TEXT PASSAGE –
—————

Will the recent negative trend continue leading up to its next earnings release, or is Regal Beloit due for a breakout? Before we dive into how investors and analysts have reacted as of late, let's take a quick look at the most recent earnings report in order to get a better handle on the important catalysts.
Regal Beloit reported lackluster fourth-quarter 2019 results due to declining income and revenues. However, the bottom line surpassed estimates by 0.8%. The company reported relatively weak results after its earnings surpassed estimates by 1.5% in the third quarter of 2019.
Adjusted earnings were $1.25 per share, surpassing the Zacks Consensus Estimate of $1.24. However, the bottom line declined 4.6% from the year-ago quarter’s $1.31 on weak sales and falling margins.
Adjusted earnings in 2019 were $5.49 per share, down 2.7% from $5.64 in 2018. The decline was primarily attributable to lower revenues.
Core Sales, Divestments and Forex Woes
In the reported quarter, Regal Beloit’s net sales were $738.2 million, declining 16.3% year over year. Organic sales fell 9.3%, while forex woes and divestments had adverse impact of 0.5% and 6.5%, respectively.
In 2019, Regal Beloit’s net sales were $3,238 million, declining 11.2% year over year. Organic sales fell 5.7%, while forex woes and divestments had adverse impact of 1.1% and 5.3%, respectively.

—————

MATERIAL –
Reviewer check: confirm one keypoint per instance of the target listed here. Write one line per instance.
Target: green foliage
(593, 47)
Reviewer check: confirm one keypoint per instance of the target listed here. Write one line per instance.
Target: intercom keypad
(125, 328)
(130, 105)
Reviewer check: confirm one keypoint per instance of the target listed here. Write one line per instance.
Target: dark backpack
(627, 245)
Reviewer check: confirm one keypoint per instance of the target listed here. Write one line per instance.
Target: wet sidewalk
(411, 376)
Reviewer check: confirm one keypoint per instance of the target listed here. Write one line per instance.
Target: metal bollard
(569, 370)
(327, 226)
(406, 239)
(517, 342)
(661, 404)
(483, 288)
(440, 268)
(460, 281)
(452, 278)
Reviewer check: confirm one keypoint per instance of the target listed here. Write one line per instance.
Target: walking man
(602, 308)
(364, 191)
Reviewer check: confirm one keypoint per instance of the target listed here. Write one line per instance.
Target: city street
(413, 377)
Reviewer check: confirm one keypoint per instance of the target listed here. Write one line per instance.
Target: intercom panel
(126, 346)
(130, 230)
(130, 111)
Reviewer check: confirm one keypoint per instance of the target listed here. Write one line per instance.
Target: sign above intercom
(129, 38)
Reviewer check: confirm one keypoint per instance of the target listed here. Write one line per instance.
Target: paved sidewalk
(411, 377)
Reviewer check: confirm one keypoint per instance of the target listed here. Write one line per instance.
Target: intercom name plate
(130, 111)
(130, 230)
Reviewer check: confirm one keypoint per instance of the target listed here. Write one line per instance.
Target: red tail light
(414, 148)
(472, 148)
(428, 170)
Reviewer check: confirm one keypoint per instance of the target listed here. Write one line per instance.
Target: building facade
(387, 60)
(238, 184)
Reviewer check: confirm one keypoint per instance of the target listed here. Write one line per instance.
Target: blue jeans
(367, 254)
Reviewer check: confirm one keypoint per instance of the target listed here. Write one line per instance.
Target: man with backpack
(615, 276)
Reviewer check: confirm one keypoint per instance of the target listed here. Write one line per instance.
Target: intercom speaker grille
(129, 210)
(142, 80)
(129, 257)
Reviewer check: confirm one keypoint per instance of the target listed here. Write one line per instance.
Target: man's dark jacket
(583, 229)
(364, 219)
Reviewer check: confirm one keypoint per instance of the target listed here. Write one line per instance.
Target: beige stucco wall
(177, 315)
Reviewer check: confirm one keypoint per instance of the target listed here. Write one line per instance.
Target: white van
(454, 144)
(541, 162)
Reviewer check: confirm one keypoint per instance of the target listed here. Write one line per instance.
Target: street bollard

—————

JOB A –
Do the following statements agree with the Regal Beloit earnings text? (i) Fourth-quarter 2019 adjusted earnings beat the Zacks Consensus Estimate. (ii) Net sales in the fourth quarter of 2019 rose year over year. (iii) In 2019, forex woes had a larger adverse impact on sales than divestments did. For each, answer yes or no and quote the deciding words of the text.
JOB B –
Please write out the part of the Regal Beloit earnings text from "Regal Beloit reported" up to and including "quarter of 2019.".
JOB C –
According to the Regal Beloit earnings text, what were the company's adjusted earnings per share for 2019?

EXERCISE OUTPUT A –
(i) Yes: "Adjusted earnings were $1.25 per share, surpassing the Zacks Consensus Estimate of $1.24."
(ii) No: "net sales were $738.2 million, declining 16.3% year over year."
(iii) No: "forex woes and divestments had adverse impact of 1.1% and 5.3%, respectively."

EXERCISE OUTPUT B –
Regal Beloit reported lackluster fourth-quarter 2019 results due to declining income and revenues. However, the bottom line surpassed estimates by 0.8%. The company reported relatively weak results after its earnings surpassed estimates by 1.5% in the third quarter of 2019.

EXERCISE OUTPUT C –
$5.49 per share.